Sé que va a sonar raro, pero la muerte es algo a lo que ya estoy acostumbrada. Es una afirmación que suena pedante y exagerada -y probablemente lo sea- pero he tenido que separarme de mucha gente a la que quiero desde muy pequeña.
La primera muerte cercana que recuerdo fue la de la hermana de mi papá. Mientras los adultos entraban y salían de su habitación, mis primos y yo permanecíamos enclaustrados en un especie de saloncito caluroso y seco, inundado de tonalidades marrones y ocres; un espacio que parecía tragarte y digerirte al instante. Allí no había juegos, no había televisión, no había comida. Apenas unos pocos ejemplares de Selecciones arrumados en un estante y una que otra figurita de cerámica enmendada con crazy glue. Tenía 3 años. Mi tía reposaba en una cama y tenía un tapabocas. Al poco tiempo me dijeron que había muerto, pero yo nunca lo noté. Pensé que se trataba de un viaje y que me la conseguiría en la próxima fiesta familiar. Evidentemente nunca pasó.
En 1990, el papá de mis hermanas también murió. El cáncer lo fue consumiendo hasta que quedó reducido a huesos. Recuerdo que las acompañé a donar sangre. Una de ellas se desmayó y descubrió que no podía donar sangre en adelante. Algunas semanas después, aquel señor que no llegaba a sesenta años, espiró por última vez y se entregó a la idea sensata de no sufrir más.
En 1994, viví en carne propia esa experiencia con mi padre. Luego de varios años de resistir un cáncer de próstata, las células malignas atravesaron todo cuanto podían. Su piel, sus huesos, su alma. Lucía cansado y plagado de un dolor inmenso. Sus ojos, que eran iguales a los míos, gritaban que ya, que él no era tan valiente para soportar. Y mientras lo observaba en silencio, mientras tomaba su mano o le daba de comer, yo sabía que su mirada ya no me veía; y allí empezó mi miedo. Se fue yendo, me fue dejando poco a poco. La verdad es que me rompió el corazón. Y un 19 de septiembre, escuché el grito malcriado de mi madre que le decía que debía respirar, mientras golpeaba su pecho para hacer andar de nuevo su corazón; pero ese músculo ya había hecho cuanto podía y quería descansar. No lloré allí. Creo que no entendía lo que estaba pasando. No sabía que la pastilla de las seis se quedaría en el blister para siempre. En el funeral, salí de mi estado catatónico cuando vi que venían a buscar el féretro para llevárselo. Allí lloré como nunca había llorado y como nunca he vuelto a llorar.

- Extractos de datos
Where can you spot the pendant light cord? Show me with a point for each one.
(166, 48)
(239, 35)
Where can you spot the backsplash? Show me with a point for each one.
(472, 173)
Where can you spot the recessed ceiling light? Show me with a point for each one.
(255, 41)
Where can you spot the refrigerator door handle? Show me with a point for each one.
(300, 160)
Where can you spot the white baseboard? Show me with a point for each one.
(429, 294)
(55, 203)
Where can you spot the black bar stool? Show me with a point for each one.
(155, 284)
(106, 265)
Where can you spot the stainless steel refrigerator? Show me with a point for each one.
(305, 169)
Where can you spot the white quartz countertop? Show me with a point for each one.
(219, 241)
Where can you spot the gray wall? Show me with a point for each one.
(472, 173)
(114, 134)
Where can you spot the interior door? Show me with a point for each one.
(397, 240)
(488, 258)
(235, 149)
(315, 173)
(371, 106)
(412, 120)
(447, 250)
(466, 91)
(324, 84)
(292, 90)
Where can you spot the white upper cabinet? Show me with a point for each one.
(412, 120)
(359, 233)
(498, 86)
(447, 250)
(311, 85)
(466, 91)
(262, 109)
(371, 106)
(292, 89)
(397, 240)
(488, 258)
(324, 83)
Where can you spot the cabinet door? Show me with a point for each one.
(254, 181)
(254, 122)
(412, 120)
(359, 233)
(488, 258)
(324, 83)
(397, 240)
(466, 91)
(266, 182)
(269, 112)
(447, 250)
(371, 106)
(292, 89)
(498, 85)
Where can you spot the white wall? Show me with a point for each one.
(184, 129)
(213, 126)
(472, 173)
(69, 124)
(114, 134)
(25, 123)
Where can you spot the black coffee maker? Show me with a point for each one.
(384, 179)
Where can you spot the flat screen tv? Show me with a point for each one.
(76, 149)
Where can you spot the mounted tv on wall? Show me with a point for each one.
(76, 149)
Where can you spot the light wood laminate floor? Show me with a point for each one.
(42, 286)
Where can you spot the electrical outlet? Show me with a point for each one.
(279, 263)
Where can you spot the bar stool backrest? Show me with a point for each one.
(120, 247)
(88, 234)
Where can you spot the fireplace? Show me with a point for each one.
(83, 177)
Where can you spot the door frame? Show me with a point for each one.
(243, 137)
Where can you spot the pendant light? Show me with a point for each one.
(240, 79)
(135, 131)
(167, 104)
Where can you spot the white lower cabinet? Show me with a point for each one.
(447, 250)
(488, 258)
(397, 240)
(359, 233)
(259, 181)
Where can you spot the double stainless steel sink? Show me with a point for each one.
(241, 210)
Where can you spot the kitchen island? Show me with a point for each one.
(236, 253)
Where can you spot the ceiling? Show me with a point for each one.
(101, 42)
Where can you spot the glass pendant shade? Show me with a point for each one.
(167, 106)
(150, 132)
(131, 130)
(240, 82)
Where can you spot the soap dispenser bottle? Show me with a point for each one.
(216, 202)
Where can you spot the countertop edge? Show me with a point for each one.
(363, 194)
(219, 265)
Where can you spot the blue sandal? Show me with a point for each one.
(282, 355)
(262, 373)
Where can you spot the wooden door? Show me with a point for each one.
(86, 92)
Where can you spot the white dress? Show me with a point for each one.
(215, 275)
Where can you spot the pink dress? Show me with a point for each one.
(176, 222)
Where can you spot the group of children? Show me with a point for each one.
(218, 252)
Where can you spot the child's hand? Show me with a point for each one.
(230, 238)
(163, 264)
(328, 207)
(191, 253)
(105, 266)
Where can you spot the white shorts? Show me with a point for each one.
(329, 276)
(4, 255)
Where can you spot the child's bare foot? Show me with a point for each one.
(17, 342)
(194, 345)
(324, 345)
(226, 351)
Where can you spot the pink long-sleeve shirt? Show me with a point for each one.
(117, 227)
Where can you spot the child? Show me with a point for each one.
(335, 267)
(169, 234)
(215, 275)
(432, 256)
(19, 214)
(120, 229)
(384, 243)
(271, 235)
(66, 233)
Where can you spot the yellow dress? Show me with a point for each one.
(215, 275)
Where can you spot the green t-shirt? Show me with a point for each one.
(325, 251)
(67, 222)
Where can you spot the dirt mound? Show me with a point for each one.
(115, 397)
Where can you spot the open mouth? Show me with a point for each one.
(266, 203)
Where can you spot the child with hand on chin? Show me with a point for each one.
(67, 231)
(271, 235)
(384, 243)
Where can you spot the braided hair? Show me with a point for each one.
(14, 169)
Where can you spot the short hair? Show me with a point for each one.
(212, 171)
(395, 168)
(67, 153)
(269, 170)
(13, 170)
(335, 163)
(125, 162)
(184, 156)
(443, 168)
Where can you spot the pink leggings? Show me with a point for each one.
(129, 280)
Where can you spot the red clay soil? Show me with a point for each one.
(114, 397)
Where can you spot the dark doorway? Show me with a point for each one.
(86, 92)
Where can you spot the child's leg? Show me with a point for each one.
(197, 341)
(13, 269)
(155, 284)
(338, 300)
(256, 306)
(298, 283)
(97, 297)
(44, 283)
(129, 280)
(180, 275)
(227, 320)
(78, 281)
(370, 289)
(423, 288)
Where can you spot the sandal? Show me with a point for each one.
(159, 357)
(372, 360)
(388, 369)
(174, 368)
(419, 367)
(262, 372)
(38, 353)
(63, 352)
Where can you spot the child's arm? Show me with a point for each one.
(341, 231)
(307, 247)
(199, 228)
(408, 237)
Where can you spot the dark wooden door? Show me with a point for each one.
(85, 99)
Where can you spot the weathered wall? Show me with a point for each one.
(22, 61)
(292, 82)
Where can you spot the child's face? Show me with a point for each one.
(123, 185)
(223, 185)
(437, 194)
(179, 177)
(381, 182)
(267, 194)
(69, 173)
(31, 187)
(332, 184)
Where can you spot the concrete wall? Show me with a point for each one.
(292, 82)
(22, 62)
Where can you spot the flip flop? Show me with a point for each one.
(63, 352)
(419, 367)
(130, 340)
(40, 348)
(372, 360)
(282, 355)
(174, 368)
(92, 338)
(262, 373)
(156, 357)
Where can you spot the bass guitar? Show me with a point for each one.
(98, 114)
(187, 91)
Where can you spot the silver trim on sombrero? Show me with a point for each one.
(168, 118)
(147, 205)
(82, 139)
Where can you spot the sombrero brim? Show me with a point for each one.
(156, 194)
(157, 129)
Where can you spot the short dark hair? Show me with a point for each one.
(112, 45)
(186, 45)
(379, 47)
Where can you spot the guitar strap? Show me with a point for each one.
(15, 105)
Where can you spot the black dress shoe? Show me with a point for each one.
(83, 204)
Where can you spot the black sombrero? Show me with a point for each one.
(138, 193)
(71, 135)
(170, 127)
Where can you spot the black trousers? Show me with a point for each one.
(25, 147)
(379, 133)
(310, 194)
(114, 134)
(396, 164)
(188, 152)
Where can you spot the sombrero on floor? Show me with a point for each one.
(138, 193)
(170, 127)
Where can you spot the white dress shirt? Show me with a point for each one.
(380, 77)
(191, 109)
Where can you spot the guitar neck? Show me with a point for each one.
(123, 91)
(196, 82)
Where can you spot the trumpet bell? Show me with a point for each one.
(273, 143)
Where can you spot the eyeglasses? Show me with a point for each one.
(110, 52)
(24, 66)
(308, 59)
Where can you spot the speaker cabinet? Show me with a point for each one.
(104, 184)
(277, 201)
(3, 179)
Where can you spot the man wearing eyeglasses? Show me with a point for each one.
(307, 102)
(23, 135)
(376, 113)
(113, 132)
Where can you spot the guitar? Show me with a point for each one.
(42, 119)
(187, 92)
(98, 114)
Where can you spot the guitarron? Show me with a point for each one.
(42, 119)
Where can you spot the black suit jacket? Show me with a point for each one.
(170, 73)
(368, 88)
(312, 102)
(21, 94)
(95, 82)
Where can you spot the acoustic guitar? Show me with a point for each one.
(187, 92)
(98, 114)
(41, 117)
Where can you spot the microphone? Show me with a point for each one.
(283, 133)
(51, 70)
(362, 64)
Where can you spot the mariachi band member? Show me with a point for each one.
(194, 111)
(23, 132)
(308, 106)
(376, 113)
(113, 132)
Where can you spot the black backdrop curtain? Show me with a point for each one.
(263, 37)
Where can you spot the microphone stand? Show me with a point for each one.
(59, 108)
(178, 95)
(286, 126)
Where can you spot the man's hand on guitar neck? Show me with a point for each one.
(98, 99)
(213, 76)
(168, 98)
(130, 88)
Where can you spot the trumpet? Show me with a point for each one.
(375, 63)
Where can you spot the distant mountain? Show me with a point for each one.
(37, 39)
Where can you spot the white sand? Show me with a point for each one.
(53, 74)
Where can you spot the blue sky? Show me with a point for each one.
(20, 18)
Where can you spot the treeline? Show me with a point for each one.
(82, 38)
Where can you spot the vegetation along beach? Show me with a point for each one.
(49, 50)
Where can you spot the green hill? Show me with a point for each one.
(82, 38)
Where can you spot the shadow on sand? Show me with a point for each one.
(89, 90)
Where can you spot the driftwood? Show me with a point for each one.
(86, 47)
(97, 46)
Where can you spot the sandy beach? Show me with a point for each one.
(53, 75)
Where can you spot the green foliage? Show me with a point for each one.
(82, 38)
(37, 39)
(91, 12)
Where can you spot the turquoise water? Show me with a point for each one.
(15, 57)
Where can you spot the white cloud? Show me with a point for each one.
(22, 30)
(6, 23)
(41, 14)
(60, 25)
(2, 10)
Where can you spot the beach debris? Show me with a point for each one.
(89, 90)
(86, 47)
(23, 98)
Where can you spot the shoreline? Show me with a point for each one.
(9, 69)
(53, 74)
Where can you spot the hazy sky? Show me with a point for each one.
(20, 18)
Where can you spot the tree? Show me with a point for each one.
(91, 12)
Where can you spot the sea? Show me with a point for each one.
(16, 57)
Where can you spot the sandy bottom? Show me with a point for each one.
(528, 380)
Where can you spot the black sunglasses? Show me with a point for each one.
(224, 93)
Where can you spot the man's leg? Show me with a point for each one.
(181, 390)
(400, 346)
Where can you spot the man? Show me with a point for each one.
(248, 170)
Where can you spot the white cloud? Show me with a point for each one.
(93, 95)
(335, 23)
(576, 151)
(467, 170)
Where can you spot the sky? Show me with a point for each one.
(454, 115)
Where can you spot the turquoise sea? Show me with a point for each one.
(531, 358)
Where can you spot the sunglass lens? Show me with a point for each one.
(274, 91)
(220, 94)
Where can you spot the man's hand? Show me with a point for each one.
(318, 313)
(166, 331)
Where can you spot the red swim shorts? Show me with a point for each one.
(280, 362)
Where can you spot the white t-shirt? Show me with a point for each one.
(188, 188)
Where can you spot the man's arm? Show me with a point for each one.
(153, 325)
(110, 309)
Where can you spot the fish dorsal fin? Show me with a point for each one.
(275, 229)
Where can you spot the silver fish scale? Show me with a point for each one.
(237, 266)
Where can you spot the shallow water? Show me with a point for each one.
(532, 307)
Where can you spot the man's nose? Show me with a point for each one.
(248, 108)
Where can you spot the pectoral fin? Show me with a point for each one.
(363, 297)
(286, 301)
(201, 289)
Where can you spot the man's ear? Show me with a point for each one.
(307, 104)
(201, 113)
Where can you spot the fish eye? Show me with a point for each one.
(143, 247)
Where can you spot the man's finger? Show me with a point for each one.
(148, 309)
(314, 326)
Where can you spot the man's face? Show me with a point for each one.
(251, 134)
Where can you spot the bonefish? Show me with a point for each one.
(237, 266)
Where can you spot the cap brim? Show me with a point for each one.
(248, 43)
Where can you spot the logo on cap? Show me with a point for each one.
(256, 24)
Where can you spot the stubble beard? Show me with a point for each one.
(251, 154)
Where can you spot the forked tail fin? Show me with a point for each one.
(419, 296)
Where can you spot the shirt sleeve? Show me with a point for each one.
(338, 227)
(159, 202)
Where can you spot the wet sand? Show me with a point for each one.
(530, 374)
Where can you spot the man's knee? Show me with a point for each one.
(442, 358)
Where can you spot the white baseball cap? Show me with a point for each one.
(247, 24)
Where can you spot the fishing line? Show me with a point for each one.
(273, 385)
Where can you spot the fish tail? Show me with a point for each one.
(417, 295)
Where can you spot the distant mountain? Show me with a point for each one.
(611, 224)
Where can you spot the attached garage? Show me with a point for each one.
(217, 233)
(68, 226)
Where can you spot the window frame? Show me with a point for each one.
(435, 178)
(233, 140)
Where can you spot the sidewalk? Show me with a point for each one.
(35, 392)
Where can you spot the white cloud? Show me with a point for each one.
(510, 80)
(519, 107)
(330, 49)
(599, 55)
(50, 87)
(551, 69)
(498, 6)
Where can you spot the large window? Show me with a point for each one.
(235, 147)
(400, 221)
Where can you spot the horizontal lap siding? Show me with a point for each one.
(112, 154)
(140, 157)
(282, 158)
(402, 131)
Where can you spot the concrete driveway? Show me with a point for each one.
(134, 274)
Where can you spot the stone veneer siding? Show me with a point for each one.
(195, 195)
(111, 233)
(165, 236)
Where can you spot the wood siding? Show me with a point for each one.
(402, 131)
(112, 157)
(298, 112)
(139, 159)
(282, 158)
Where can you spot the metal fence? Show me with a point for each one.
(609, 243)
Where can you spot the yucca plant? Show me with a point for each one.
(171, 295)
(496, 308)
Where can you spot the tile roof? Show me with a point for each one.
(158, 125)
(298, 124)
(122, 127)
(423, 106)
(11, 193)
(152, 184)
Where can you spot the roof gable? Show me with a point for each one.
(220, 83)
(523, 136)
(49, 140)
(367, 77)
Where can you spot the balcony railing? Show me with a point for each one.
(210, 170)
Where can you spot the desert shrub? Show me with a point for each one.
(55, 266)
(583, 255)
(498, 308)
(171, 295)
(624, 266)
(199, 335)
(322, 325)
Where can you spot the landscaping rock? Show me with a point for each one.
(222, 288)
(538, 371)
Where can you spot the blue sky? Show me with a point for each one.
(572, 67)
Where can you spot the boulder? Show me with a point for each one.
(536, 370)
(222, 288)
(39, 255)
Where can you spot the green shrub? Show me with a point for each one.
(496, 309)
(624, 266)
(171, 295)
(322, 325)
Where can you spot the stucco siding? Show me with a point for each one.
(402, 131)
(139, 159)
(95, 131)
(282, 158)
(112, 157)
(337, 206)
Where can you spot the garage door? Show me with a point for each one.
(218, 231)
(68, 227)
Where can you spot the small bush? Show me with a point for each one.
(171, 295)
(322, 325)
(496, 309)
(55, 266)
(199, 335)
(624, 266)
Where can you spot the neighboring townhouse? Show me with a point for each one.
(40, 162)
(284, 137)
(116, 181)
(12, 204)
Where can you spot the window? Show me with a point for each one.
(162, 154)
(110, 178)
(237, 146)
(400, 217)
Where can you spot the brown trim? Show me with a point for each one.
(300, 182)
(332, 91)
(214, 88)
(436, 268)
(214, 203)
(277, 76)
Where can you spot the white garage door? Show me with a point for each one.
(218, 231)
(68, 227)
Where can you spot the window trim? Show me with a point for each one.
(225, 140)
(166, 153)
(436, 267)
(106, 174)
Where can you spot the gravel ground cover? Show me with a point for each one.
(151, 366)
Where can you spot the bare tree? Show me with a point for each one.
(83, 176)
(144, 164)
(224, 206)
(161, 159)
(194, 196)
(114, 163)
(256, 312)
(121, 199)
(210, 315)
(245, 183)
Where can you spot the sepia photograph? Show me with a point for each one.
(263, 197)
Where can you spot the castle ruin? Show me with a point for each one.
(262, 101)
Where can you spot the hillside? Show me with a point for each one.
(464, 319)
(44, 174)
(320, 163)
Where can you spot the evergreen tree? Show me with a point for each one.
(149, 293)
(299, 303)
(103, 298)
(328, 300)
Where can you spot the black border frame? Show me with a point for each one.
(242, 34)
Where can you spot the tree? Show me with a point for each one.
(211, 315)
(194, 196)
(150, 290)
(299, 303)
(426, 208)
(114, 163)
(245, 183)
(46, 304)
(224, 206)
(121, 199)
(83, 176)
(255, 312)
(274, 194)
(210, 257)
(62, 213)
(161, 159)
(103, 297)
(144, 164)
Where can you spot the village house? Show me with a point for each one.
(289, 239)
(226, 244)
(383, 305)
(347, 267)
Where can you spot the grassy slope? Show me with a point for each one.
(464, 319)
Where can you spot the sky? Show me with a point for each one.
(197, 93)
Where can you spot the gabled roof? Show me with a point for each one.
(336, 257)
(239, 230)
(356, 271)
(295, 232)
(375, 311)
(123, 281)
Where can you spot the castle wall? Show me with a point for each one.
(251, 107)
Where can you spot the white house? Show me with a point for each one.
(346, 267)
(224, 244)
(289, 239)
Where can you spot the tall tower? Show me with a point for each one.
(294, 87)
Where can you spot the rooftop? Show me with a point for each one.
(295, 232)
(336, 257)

- Tus tareas
[1] Copia sin cambios el fragmento del relato que va desde "Sé que va a" hasta "desde muy pequeña.".
[2] Enumera las cosas que, según el relato, no había en el saloncito donde esperaban los primos.

- Soluciones por tarea
[1]
Sé que va a sonar raro, pero la muerte es algo a lo que ya estoy acostumbrada. Es una afirmación que suena pedante y exagerada -y probablemente lo sea- pero he tenido que separarme de mucha gente a la que quiero desde muy pequeña.

[2] Juegos, televisión y comida.